Stated problem:
Reproduce the listing below line for line, beginning with its first line and continuing through the line containing "(1242, 807)", with both of those lines included.

--- start of Stored records ---

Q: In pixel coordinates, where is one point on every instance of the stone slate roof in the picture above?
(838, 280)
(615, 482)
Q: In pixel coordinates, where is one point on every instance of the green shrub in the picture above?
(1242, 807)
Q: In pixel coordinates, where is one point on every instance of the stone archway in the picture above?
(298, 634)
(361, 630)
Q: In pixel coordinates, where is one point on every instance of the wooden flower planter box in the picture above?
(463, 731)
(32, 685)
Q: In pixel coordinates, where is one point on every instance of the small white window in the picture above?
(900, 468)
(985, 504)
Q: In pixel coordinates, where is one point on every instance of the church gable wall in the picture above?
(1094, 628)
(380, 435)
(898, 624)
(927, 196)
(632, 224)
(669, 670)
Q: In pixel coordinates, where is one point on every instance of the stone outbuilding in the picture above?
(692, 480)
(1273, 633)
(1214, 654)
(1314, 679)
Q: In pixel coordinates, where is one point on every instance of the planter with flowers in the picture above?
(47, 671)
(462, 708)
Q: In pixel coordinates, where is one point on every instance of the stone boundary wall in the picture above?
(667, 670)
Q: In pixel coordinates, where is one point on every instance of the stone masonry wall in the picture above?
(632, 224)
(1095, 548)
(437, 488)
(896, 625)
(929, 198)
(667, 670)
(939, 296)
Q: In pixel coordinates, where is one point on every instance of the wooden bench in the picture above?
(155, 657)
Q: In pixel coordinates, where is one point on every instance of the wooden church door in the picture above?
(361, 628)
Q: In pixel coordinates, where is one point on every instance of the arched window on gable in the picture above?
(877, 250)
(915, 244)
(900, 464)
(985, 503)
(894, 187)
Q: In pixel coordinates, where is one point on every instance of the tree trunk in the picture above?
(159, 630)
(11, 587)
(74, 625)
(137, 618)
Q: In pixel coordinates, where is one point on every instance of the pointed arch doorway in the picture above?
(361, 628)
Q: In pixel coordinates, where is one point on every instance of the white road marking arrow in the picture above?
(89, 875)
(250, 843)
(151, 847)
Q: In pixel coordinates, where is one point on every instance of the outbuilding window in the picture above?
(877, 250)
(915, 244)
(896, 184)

--- end of Stored records ---

Task solution:
Q: In pixel coordinates, where is one point on every instance of the stone slate roof in the picture above?
(838, 280)
(615, 482)
Q: In pixel coordinates, where is one point on every instance of the green shrub in the picture above?
(1242, 807)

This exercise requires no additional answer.